Вопрос Маниши:
Возлюбленный Ошо,
Д. Т. Судзуки описывает два различных типа «видения», обозначенные двумя разными китайскими иероглифами.
Я уже сказал вам, Д. Т. Судзуки все еще в уме; отсюда разделение. Даже видение разделяется на два типа.
Д. Т. Судзуки описывает два различных типа «видения», обозначенные двумя разными китайскими иероглифами. «Кан» состоит из руки и глаза и значит «наблюдать объект как независимый от наблюдателя» — объективное знание. Вы смотрите на дерево. Дерево отлично от вас, это один вид видения.
«Видимое и видение есть две отдельные сущности».
С другой стороны, иероглиф «Чин» составлен из одного глаза и двух распрямленных ног; он означает чистый акт видения, Судзуки рассматривает различие между этими двумя типами видения как «революционное в истории дзенской мысли».
Во-первых, дзен не есть мысль. Во-вторых, акт чистого видения вообще нельзя называть «актом чистого видения». Что вы видите? Для видения — для того, чтобы видеть — вам необходим объект.

Задание 1
Из чего, согласно фрагменту, составлен иероглиф «Кан»?

[Элементы набора данных]
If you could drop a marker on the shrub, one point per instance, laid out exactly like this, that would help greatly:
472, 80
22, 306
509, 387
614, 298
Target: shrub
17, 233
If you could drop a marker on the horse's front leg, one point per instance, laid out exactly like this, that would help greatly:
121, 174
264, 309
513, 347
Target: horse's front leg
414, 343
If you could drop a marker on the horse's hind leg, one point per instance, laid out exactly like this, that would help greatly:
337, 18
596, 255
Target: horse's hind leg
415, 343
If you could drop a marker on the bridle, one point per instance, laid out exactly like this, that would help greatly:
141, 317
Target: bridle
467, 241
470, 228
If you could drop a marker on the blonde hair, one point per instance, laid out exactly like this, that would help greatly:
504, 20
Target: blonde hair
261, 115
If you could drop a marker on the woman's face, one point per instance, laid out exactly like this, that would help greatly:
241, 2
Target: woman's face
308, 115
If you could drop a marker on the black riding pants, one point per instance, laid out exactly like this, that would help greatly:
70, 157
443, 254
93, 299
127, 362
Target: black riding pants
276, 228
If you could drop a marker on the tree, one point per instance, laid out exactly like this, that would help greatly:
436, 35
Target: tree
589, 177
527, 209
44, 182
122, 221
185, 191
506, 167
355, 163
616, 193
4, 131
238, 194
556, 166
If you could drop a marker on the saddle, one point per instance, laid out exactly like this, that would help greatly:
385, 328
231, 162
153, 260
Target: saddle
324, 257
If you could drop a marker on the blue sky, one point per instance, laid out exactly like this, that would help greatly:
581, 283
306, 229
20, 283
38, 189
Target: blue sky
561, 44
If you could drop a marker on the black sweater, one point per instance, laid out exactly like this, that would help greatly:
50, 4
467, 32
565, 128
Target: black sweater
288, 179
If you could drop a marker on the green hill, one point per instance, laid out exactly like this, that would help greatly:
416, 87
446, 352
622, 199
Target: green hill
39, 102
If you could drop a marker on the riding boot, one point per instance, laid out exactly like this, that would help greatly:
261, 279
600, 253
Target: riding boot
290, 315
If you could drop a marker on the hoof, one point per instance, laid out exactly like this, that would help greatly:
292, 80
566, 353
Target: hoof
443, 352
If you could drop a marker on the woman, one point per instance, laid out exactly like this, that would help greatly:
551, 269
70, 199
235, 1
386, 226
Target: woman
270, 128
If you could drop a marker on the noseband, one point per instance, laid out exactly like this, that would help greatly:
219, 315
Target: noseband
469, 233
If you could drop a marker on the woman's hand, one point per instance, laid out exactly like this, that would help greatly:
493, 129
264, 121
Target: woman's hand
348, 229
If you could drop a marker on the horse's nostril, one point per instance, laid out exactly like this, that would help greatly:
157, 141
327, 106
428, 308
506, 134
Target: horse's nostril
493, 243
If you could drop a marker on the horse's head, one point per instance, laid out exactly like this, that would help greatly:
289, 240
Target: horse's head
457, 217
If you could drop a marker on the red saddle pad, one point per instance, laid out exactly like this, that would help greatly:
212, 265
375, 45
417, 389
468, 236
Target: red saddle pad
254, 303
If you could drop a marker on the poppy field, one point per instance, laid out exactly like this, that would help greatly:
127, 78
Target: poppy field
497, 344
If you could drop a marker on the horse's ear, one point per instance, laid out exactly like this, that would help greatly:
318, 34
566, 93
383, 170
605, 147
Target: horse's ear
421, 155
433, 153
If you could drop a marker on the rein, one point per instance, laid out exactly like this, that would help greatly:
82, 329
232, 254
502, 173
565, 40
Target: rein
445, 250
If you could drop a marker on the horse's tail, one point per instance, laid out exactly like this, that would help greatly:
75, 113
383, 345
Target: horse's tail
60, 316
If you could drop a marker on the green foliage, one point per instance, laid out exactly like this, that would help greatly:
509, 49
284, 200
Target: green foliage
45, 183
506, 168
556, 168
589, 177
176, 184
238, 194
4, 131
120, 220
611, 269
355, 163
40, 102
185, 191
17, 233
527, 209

Задание 2
Перечислите все строки листинга, в которых встречается слово «noseband».

Ответ 1
Из руки и глаза.

Ответ 2
If you could drop a marker on the noseband, one point per instance, laid out exactly like this, that would help greatly:
Target: noseband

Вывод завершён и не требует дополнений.